--- Begin MATERIAL SHOWN ---
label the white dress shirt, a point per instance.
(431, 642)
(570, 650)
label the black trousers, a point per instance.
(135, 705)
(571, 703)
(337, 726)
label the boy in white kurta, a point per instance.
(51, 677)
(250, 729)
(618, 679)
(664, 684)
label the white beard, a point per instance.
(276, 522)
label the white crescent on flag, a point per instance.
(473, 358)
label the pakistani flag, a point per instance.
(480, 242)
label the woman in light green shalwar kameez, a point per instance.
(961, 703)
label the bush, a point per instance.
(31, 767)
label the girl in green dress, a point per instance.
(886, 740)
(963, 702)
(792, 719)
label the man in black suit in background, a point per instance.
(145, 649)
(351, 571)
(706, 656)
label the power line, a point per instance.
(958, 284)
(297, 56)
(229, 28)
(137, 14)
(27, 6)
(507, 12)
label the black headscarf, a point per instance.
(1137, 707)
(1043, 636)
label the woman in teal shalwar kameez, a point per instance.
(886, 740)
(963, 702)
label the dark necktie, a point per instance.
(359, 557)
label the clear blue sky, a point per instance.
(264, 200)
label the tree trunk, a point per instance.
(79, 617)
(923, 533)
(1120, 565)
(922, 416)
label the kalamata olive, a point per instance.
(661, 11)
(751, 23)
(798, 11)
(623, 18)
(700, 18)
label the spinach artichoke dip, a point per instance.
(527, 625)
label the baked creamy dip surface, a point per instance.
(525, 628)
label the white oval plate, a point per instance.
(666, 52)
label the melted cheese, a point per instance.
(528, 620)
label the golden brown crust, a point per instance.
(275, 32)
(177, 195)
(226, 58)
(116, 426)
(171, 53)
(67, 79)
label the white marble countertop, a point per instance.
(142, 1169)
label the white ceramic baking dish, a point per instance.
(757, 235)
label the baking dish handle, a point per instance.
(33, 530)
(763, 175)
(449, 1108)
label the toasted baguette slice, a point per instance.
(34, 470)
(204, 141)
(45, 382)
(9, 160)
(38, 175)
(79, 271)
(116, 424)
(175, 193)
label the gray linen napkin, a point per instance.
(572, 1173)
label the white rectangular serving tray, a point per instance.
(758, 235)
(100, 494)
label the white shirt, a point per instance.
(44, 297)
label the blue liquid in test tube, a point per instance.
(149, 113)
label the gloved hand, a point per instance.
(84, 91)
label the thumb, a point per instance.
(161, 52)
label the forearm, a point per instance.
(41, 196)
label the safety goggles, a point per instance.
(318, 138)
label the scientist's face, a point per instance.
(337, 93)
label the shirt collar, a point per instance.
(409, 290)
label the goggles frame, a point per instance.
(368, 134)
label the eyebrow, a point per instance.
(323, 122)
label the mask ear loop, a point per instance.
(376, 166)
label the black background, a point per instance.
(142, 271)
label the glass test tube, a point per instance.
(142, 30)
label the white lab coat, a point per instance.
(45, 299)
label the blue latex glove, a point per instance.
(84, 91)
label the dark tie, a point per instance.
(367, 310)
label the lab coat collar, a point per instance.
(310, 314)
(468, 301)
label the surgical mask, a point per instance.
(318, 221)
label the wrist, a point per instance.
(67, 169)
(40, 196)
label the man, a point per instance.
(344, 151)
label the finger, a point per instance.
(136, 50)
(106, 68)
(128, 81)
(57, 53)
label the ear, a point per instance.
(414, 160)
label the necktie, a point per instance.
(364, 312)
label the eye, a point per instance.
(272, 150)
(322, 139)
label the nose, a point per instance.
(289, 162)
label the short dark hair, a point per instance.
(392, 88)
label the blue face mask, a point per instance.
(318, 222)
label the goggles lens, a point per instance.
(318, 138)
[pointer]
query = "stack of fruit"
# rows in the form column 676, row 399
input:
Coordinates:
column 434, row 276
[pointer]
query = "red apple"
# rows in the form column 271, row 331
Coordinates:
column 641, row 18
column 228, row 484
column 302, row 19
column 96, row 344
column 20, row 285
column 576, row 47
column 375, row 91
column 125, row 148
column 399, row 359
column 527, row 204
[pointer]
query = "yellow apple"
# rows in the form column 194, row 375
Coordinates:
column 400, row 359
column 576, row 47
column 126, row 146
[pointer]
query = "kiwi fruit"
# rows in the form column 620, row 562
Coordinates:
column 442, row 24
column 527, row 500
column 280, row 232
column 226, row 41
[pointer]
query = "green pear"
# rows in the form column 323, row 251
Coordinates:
--- End MATERIAL SHOWN ---
▸ GOAL:
Copy the lines of the material word for word, beginning with the line that contains "label the finger, a point per instance." and ending after the line that contains "column 434, row 276".

▸ OUTPUT BELOW:
label the finger, a point per instance.
(136, 50)
(106, 68)
(128, 81)
(57, 53)
label the ear, a point per instance.
(414, 160)
label the necktie, a point per instance.
(364, 312)
label the eye, a point per instance.
(272, 150)
(322, 139)
label the nose, a point per instance.
(289, 162)
label the short dark hair, a point per instance.
(392, 88)
label the blue face mask, a point per instance.
(318, 222)
label the goggles lens, a point per instance.
(318, 138)
[pointer]
query = "stack of fruit"
# rows in the form column 676, row 399
input:
Coordinates:
column 434, row 276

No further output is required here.